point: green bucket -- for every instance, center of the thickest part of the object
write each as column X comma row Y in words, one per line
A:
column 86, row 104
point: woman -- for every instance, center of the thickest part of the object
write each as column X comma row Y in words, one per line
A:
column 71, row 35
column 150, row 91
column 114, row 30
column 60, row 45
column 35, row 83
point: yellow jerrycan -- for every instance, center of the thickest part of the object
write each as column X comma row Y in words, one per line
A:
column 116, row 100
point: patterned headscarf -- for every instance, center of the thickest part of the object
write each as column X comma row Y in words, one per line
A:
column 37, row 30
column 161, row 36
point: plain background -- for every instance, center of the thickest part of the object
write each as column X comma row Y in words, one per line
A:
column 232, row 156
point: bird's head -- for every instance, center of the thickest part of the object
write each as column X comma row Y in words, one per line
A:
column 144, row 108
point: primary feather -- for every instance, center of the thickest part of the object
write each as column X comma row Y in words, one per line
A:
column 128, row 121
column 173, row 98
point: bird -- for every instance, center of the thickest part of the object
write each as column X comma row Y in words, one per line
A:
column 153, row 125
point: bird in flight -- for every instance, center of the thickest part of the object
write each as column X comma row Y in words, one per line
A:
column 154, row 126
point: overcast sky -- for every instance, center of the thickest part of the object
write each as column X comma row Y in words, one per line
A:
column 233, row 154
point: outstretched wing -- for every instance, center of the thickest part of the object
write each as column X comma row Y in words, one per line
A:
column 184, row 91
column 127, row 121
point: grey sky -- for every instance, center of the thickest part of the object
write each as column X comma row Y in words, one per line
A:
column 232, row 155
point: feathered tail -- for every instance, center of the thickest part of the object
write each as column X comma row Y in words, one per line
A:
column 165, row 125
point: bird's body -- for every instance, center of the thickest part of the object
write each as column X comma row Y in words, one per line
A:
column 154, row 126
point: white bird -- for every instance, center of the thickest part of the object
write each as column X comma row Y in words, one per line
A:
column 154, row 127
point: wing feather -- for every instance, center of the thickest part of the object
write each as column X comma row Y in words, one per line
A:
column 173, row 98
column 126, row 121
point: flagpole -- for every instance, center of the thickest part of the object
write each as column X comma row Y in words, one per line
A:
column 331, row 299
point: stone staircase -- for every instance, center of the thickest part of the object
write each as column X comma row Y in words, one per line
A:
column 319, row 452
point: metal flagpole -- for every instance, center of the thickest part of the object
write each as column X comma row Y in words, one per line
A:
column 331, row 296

| Set task |
Please set out these records as a Markdown table with the columns Row and Line, one numbered row per line and blank lines omitted. Begin at the line that has "point: plain background" and stop after the line that has "column 154, row 127".

| Response to the exercise |
| Row | Line |
|---|---|
| 1 | point: plain background -- for every instance, center of the thickest part of the object |
| 2 | write each as column X comma row Y in words, one per line |
| 3 | A: |
| 4 | column 232, row 156 |
| 5 | point: bird's head -- for every instance, center of the thickest part of the object |
| 6 | write each as column X comma row Y in words, one per line |
| 7 | A: |
| 8 | column 144, row 108 |
| 9 | point: primary feather -- for every instance, center of the thickest part of the object |
| 10 | write each as column X comma row Y in words, one per line |
| 11 | A: |
| 12 | column 128, row 121 |
| 13 | column 173, row 98 |
| 14 | point: bird -- for every instance, center of the thickest part of the object |
| 15 | write each as column X comma row Y in words, one per line |
| 16 | A: |
| 17 | column 153, row 125 |
| 18 | point: bird in flight -- for every instance, center of the thickest part of the object |
| 19 | write each as column X comma row Y in words, one per line |
| 20 | A: |
| 21 | column 154, row 126 |
| 22 | point: overcast sky -- for every instance, center of the thickest part of the object |
| 23 | write each as column X comma row Y in words, one per line |
| 24 | A: |
| 25 | column 233, row 154 |
| 26 | point: outstretched wing -- for every instance, center of the thickest part of the object |
| 27 | write each as column X comma row Y in words, one per line |
| 28 | A: |
| 29 | column 184, row 91 |
| 30 | column 127, row 121 |
| 31 | point: grey sky -- for every instance, center of the thickest part of the object |
| 32 | write each as column X comma row Y in words, one per line |
| 33 | A: |
| 34 | column 232, row 155 |
| 35 | point: feathered tail -- for every instance, center of the thickest part of the object |
| 36 | write each as column X comma row Y in words, one per line |
| 37 | A: |
| 38 | column 165, row 125 |
| 39 | point: bird's body -- for every instance, center of the thickest part of the object |
| 40 | write each as column X comma row Y in words, one per line |
| 41 | A: |
| 42 | column 154, row 126 |
| 43 | point: white bird -- for every instance, center of the thickest part of the object |
| 44 | write each as column X comma row Y in words, one per line |
| 45 | A: |
| 46 | column 154, row 127 |